# [Исходный текст]
России просто не хватило исторического времени для развития. Идеалы демократии не успели утвердиться. Крестьяне не знали иной формы правления, кроме самодержавной монархии и вертикали власти. Почему такой радикализм проявил российский рабочий класс? Не выработались ни привычки, ни традиции искать решения ненасильственными методами. Не успели сложиться представления о жизни, которые после февраля семнадцатого помогли бы самоорганизоваться и самоуправляться. Напротив, была привычка к крайностям. Рабочие ухватились за предложенную большевиками возможность ликвидировать несправедливость.
Осенью семнадцатого страна разрушалась на глазах. И глава правительства Александр Керенский уже ничего не мог предложить для спасения разваливавшейся и впадавшей в нищету страны.
– Если не хотят мне верить и за мной следовать, я откажусь от власти, – бросил в отчаянии Александр Керенский. – Никогда я не употреблю силы, чтобы навязать свое мнение… Когда страна хочет броситься в пропасть, никакая человеческая сила не сможет ей помешать, и тем, кто находится у власти, остается одно – уйти.
Услышав его слова, тогдашний французский посол в России недоуменно заметил:
– Когда страна находится на краю бездны, то долг правительства – не в отставку уходить, а с риском для собственной жизни удержать от падения в бездну.
«Александра Федоровича я увидел, когда он был верховным главнокомандующим российскими армиями и хозяином наших судеб, – вспоминал писатель Исаак Бабель. – Митинг был назначен в Народном Доме. Александр Федорович произнес речь о России – матери и жене… Вслед за ним на трибуну взошел Троцкий и сказал голосом, не оставлявшим никакой надежды:
– Товарищи и братья…»
Осенью семнадцатого в отсутствие Ленина Троцкий оказался в Петрограде на главных ролях.
Вся подготовка вооруженного восстания практически шла без Ленина.

# [Исходные данные]

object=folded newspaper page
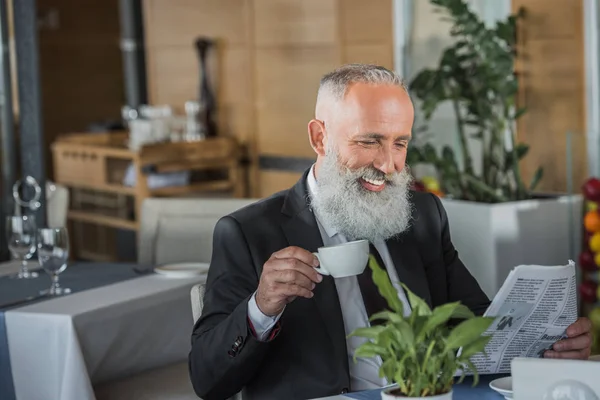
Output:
[462,261,577,374]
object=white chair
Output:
[138,198,256,265]
[190,283,206,323]
[46,181,69,228]
[94,198,256,400]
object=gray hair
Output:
[317,64,408,100]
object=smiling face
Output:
[309,83,414,192]
[308,83,414,241]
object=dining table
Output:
[0,262,206,400]
[313,374,509,400]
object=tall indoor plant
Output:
[409,0,543,203]
[407,0,582,297]
[351,256,494,400]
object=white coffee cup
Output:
[313,240,369,278]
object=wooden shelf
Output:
[68,210,138,230]
[52,132,246,261]
[150,181,232,197]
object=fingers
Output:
[272,269,315,290]
[567,318,592,337]
[272,258,323,283]
[271,246,319,267]
[273,282,313,303]
[552,332,592,352]
[544,350,590,360]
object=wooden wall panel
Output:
[253,0,338,46]
[340,0,393,44]
[257,169,302,198]
[344,44,394,69]
[144,0,248,47]
[37,0,125,177]
[256,46,339,157]
[144,0,393,196]
[512,0,587,192]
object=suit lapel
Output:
[386,229,431,307]
[282,172,348,378]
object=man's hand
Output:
[544,318,592,360]
[256,246,323,316]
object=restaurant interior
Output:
[0,0,600,400]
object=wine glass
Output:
[37,228,71,296]
[6,215,38,279]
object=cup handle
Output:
[313,253,331,275]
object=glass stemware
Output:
[6,215,38,279]
[37,228,71,296]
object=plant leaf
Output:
[446,317,494,350]
[347,325,385,339]
[369,254,404,314]
[418,302,460,340]
[513,107,527,119]
[393,320,415,347]
[369,311,402,322]
[452,304,475,319]
[402,283,431,315]
[529,167,544,192]
[514,143,529,160]
[354,342,388,361]
[460,336,492,361]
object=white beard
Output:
[311,151,412,243]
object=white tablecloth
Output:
[2,267,205,400]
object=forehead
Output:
[339,83,414,135]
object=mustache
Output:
[351,165,412,185]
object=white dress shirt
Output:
[248,167,410,391]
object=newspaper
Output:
[464,261,577,374]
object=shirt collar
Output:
[306,164,338,238]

# [Что сделать]
1/ Ответьте на вопросы по тексту о России осенью 1917 года.
(a) Что, по словам Керенского, остается тем, кто находится у власти, когда страна хочет броситься в пропасть?
(b) Где был назначен митинг, о котором вспоминал Исаак Бабель?
(c) За какую возможность ухватились рабочие?
2/ Напишите продолжение текста о России осенью 1917 года, начиная сразу после его последнего предложения.

# [Ответы по номерам]
1/
(a) Уйти.
(b) В Народном Доме.
(c) За предложенную большевиками возможность ликвидировать несправедливость.

2/
«После июльского бегства личное влияние Ленина падает по отвесной линии: его письма опаздывают, – писал полковник Борис Никитин, начальник контрразведки Петроградского военного округа. – Чернь подымается. Революция дает ей своего вождя – Троцкого… Троцкий на сажень выше своего окружения…
Чернь слушает Троцкого, неистовствует, горит. Клянется Троцкий, клянется чернь. В революции толпа требует позы, немедленного эффекта. Троцкий родился для революции, он не бежал… Октябрь Троцкого надвигается, планомерно им подготовленный и технически разработанный. Троцкий – председатель Петроградского Совета с 25-го сентября – бойкотирует Предпарламент Керенского. Троцкий – председатель Военно-революционного комитета – составляет план, руководит восстанием и проводит большевистскую революцию… Троцкий постепенно, один за другим переводит полки на свою сторону, последовательно день за днем захватывает арсеналы, административные учреждения, склады, вокзалы, телефонную станцию».
Председатель Петросовета методично привлек на свою сторону весь столичный гарнизон. Уже 21 октября гарнизон признал власть Совета рабочих и солдатских депутатов. Столица принадлежала уже не Временному правительству, а большевикам.
24 октября Керенский выступал в Совете республики. Он назвал действия партии Ленина предательством и изменой:
– Организаторы восстания не содействуют пролетариату Германии, а содействуют правящим классам Германии, открывают фронт Русского государства перед бронированным кулаком Вильгельма и его друзей… Я квалифицирую такие действия русской политической партии как предательство и измену Российскому государству.
И он произнес знаменитые слова о взбунтовавшихся рабах:
– Неужели Русское свободное государство есть государство взбунтовавшихся рабов?!. Я жалею, что не умер два месяца назад. Я бы умер с великой мечтой, что мы умеем без хлыста и палки управлять своим государством.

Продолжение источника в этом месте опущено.